MATERIAL PROVIDED:
>>>>>
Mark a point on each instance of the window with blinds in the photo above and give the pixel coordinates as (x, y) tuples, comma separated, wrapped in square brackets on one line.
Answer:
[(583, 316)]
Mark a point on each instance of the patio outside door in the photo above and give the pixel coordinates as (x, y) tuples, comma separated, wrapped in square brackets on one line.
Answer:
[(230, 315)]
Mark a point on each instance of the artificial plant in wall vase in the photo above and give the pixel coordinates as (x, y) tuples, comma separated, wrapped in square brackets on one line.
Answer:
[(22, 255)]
<<<<<
>>>>>
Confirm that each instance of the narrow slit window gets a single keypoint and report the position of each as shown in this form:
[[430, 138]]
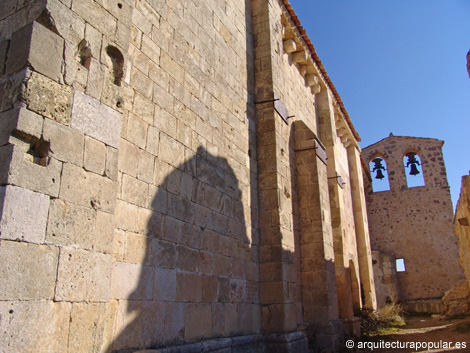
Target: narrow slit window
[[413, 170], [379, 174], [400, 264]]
<<<<<
>>>>>
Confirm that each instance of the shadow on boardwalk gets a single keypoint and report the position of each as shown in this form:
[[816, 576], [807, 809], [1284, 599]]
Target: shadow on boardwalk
<<<<<
DIRECTION: Reproduce verbatim the section of the data that starts with the line containing "Mark a point on each instance of the window" and ends with the line containing "[(22, 255)]", including both of those lines.

EXERCISE ANSWER:
Mark a point on each instance of the window with blinds in the photo above and give the pixel coordinates as (x, y) tuples, comma separated, wrapped in square brackets on one line.
Answer:
[(583, 316)]
Mark a point on each instance of the patio outside door in the photo above and give the pixel coordinates as (x, y) tuples, comma separated, wrapped in square brackets on one line.
Answer:
[(230, 315)]
Mark a point on each instance of the artificial plant in wall vase in the photo above and give the pixel coordinates as (x, y) tuples, comma separated, wrapped in square brackets on one line.
Answer:
[(22, 255)]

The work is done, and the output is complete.